(Stored items)
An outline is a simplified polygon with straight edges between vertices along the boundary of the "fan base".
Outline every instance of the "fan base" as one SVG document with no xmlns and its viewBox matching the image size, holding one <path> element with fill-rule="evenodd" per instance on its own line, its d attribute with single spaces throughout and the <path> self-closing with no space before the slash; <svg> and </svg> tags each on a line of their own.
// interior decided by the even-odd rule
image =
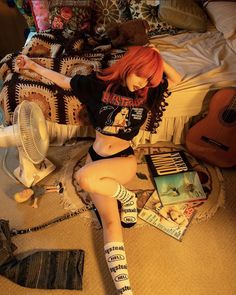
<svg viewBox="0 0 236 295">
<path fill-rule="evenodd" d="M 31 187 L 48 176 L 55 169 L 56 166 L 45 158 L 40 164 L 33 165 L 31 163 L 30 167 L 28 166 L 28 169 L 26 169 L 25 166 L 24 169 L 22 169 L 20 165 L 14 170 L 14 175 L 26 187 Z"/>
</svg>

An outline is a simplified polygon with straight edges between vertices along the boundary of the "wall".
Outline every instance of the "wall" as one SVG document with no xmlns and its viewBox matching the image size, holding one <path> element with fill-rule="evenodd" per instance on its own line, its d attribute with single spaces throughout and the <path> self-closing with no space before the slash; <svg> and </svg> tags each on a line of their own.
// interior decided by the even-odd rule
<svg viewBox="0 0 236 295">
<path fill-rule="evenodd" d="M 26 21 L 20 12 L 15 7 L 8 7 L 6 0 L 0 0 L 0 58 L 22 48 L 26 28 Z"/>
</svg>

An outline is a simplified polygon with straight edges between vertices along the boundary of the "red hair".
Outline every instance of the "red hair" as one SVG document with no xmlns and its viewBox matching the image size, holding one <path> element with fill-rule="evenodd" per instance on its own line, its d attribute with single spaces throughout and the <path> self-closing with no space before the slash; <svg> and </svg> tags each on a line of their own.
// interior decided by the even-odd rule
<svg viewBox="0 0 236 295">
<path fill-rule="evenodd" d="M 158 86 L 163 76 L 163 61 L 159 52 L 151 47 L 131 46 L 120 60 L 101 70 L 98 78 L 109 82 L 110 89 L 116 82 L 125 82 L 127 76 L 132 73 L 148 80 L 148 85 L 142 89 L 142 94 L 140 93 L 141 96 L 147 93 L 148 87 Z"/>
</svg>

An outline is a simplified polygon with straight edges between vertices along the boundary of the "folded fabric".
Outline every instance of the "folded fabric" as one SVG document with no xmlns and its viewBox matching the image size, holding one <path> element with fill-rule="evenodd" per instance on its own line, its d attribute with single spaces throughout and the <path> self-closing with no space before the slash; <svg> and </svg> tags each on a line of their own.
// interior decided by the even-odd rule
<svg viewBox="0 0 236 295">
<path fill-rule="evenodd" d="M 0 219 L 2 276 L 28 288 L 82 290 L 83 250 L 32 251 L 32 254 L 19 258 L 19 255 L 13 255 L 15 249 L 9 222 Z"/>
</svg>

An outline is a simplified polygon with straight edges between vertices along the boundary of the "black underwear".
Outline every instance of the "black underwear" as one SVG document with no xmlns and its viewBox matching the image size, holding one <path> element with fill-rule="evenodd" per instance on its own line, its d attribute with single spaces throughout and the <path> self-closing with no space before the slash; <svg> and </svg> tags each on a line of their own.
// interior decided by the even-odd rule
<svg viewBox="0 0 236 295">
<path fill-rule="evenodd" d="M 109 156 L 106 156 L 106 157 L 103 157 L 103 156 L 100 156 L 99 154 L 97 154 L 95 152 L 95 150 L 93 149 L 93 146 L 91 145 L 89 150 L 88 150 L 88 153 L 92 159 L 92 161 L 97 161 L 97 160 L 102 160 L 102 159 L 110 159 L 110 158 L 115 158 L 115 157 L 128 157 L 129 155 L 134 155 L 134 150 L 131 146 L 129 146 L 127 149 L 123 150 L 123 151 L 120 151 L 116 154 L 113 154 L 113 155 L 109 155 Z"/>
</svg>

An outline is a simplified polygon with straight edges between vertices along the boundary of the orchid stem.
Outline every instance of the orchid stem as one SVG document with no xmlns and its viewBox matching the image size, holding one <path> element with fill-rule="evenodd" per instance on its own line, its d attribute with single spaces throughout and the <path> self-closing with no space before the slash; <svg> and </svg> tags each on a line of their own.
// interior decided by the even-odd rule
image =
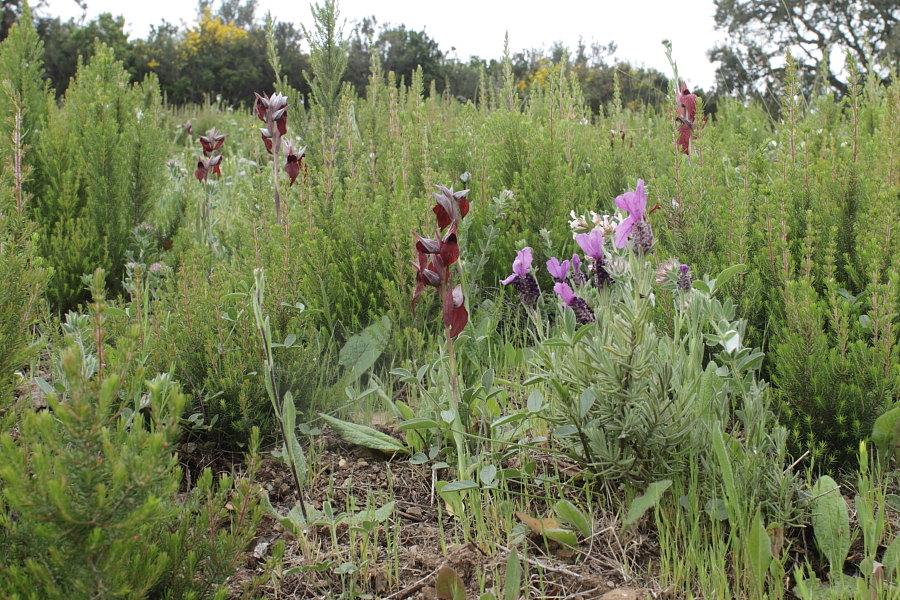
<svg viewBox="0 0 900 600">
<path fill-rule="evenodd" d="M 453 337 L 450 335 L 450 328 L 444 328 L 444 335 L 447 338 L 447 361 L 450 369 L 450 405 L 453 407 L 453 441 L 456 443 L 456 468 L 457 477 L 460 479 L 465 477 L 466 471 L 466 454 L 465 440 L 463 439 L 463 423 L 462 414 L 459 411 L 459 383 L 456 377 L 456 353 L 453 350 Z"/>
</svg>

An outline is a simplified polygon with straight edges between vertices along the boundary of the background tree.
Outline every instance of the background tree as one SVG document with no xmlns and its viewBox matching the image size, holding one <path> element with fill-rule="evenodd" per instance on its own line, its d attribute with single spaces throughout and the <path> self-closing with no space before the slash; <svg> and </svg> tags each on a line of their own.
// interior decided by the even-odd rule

* * *

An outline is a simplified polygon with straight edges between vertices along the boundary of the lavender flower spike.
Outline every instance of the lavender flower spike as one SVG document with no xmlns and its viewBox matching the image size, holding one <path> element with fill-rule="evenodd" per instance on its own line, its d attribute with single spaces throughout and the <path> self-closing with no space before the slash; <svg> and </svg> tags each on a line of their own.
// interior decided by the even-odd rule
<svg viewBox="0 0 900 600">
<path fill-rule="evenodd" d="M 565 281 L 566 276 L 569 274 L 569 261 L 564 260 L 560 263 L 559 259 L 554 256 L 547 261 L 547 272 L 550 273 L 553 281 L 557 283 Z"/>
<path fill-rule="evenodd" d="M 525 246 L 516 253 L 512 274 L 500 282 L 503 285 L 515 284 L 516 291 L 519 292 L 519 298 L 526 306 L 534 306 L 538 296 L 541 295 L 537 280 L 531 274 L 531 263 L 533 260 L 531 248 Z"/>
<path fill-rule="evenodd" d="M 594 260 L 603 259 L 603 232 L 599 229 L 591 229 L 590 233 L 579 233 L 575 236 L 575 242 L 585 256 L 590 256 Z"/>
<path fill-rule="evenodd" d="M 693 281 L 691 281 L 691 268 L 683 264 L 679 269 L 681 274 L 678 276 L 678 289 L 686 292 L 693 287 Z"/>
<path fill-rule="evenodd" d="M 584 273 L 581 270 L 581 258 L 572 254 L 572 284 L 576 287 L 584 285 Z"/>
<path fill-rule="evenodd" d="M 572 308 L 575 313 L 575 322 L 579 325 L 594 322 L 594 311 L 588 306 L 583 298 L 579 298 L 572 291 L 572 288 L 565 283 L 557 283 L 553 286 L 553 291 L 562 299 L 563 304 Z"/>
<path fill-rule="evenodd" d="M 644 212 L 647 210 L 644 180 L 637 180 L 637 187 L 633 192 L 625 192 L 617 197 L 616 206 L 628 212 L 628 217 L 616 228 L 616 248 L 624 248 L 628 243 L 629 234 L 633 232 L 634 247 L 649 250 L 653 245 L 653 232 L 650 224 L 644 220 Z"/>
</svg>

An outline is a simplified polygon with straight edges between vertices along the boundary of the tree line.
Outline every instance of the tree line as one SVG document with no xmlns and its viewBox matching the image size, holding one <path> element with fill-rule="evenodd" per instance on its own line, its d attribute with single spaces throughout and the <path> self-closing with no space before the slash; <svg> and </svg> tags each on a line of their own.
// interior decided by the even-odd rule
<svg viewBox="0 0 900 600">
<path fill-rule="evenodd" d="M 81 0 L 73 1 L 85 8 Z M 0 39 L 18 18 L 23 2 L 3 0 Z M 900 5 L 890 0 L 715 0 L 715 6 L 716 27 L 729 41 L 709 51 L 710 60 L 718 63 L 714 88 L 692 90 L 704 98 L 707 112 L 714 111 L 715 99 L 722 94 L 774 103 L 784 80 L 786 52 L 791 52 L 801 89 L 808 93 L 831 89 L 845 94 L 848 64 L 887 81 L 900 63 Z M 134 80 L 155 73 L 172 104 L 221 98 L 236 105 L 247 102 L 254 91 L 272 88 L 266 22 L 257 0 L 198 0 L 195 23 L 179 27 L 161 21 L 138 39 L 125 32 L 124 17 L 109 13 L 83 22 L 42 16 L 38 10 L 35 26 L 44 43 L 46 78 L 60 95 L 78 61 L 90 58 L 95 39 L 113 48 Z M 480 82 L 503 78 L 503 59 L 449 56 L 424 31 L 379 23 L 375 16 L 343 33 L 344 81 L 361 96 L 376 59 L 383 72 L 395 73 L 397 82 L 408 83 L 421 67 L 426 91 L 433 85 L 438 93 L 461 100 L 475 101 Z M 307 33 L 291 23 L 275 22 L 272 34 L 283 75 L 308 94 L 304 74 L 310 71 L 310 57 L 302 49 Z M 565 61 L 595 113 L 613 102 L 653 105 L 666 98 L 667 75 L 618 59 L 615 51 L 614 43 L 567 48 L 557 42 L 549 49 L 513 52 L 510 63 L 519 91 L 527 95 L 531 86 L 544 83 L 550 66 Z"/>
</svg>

## YOUR GOAL
Once the lines of the entries containing the word "orchid" have been counted, report the number alone.

## SOLUTION FOR THIS TASK
2